> **Problems to solve**
(a) Reproduce the passage of the Fulbright affiliation FAQ from "You need to" to "qualify as affiliations?" without any changes.
(b) According to the Fulbright affiliation FAQ, what is the most common affiliation among past Fordham recipients?
(c) Translate this sentence from the Fulbright affiliation FAQ into Spanish: "Some countries require that your affiliation be an institution of higher education."

> **Document extract**
What’s the purpose of an affiliation?

You need to show—at the time of application—that you have the means to carry out the project you are proposing. You do this in part by showing that you have already made arrangements to receive the support and any resources that are essential to your project from an affiliation. For example, an affiliation might give you access to a library in which you plan to conduct research, to classes that could complement your research project, to experts in your field of study with whom you could consult, or to a particular population in your host country to which you might not otherwise have access.

What types of institutions qualify as affiliations?

Consult your country summary. In general, any institution in your host country that is locally-run (not a U.S. or otherwise foreign institution) can qualify. Some countries require that your affiliation be an institution of higher education. Any unique requirements or restrictions will be stated in the country summary. A faculty member at a university is the most common affiliation among past Fordham recipients.

What is required of the affiliation?

There is no set requirement or obligation for affiliations. Rather, each Fulbrighter will work out a mutually convenient and beneficial arrangement with his or her affiliation in terms of meeting schedule, resources, etc. Affiliations might need to be reassured that they will not have to support you financially or offer you housing. They also do not need to commit to an intensive mentoring relationship.

How should I go about finding an affiliation?

Use your network. Start with any personal contacts you yourself have made through your travels or studies. Branch out to your professors who may have professional contacts in your host country.

Read newspapers and conduct literature searches. Find out what international scholars are writing in your field of interest and where they teach. Find out some of the institutions in your host country that might be key players in the issues your topic will engage. Let your choice of affiliation come out of your area of interest.

Even if you have no lead within an institution, you can use their website to learn about the people there (sometimes you can find bios or even full CV’s) and get contact information.

Use the Fulbright network. The Fulbright Scholar Directory lists every academic who ever travelled on a Fulbright grant, including American scholars who have held grants to other countries and Foreign scholars who have conducted research in the United States. Search for those who have experience in your country of application, and in your field of interest.

> **Dataset extract**
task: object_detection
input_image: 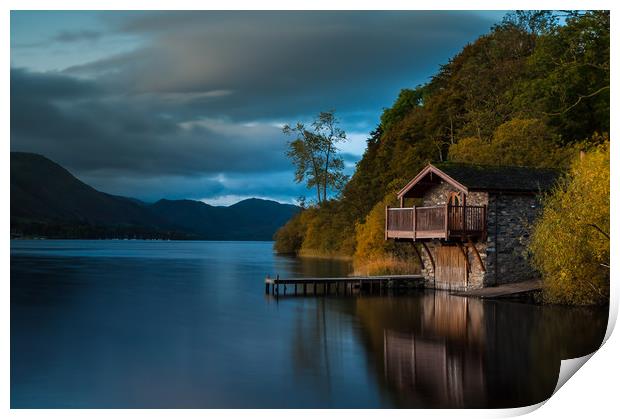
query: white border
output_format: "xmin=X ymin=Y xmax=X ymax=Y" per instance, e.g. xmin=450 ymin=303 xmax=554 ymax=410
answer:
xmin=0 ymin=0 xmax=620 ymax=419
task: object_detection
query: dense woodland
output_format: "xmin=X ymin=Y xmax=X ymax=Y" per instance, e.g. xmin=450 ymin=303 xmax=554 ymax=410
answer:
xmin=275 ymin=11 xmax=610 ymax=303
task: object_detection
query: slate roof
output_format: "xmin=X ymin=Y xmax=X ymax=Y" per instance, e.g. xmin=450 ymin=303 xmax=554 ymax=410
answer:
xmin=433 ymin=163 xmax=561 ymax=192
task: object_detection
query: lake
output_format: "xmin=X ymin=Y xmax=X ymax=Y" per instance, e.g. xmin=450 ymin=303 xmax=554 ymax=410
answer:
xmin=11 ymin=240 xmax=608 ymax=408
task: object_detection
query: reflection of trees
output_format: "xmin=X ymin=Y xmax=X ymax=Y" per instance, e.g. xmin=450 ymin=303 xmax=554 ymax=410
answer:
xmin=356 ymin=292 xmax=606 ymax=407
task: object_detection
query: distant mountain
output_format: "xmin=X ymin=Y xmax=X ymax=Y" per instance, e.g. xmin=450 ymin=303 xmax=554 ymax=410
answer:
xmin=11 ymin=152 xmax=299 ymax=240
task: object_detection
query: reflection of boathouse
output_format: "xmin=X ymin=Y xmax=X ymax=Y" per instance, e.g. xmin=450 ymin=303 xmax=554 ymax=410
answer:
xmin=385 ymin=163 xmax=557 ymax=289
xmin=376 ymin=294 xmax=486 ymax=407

==

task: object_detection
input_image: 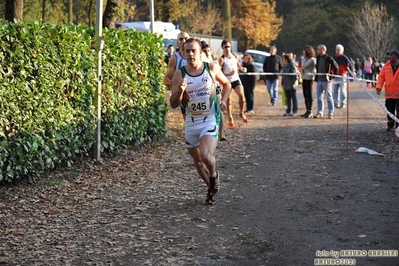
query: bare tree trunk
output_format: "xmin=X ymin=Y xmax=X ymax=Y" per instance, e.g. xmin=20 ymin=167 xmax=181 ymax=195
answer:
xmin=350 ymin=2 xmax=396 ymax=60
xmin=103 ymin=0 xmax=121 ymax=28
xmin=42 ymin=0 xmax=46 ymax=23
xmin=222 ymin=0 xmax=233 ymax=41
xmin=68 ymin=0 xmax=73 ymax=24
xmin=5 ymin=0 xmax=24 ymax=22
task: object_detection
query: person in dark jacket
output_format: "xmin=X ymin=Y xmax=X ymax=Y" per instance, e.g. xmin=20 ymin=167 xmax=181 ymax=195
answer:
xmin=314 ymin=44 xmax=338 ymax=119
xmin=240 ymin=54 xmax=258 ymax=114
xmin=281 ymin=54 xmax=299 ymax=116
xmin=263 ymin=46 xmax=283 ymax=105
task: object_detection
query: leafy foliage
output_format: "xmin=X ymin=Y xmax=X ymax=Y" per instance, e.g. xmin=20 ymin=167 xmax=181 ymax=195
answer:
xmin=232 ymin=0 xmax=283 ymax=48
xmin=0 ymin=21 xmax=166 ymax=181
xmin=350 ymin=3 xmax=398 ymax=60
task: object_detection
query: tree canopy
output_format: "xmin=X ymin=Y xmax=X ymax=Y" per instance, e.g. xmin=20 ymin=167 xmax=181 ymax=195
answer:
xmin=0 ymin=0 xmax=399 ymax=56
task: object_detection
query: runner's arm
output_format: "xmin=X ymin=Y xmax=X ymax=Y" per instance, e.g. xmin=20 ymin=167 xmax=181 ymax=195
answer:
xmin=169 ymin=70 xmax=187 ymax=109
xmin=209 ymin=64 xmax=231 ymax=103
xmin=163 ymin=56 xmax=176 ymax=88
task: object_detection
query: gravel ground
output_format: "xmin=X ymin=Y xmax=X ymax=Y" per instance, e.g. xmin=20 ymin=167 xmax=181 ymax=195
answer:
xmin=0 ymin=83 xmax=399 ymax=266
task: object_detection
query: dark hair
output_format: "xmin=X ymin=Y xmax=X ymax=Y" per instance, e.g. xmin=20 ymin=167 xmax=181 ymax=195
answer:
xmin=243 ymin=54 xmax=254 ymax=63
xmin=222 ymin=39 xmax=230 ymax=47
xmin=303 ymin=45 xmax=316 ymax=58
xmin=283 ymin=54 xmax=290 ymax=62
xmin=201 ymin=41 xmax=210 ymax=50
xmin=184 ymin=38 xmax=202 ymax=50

--

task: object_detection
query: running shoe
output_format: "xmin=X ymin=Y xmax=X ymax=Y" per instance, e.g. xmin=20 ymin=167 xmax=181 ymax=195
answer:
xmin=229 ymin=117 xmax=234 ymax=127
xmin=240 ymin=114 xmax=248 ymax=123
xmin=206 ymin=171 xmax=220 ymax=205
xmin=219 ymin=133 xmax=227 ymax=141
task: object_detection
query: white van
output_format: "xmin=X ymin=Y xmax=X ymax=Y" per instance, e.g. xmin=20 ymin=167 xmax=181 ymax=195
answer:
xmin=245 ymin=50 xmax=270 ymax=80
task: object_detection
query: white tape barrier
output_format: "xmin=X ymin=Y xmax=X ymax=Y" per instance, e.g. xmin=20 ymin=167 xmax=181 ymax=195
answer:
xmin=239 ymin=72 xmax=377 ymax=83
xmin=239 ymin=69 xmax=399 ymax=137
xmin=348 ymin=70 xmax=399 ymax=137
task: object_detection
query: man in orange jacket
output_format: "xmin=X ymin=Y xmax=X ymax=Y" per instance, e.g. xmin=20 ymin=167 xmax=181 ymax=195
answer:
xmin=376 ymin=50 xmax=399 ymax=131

> **Responses to the exercise**
(a)
You need to show—at the time of application—that you have the means to carry out the project you are proposing. You do this in part by showing that you have already made arrangements to receive the support and any resources that are essential to your project from an affiliation. For example, an affiliation might give you access to a library in which you plan to conduct research, to classes that could complement your research project, to experts in your field of study with whom you could consult, or to a particular population in your host country to which you might not otherwise have access.

What types of institutions qualify as affiliations?

(b) A faculty member at a university.

(c) Algunos países exigen que su afiliación sea una institución de educación superior.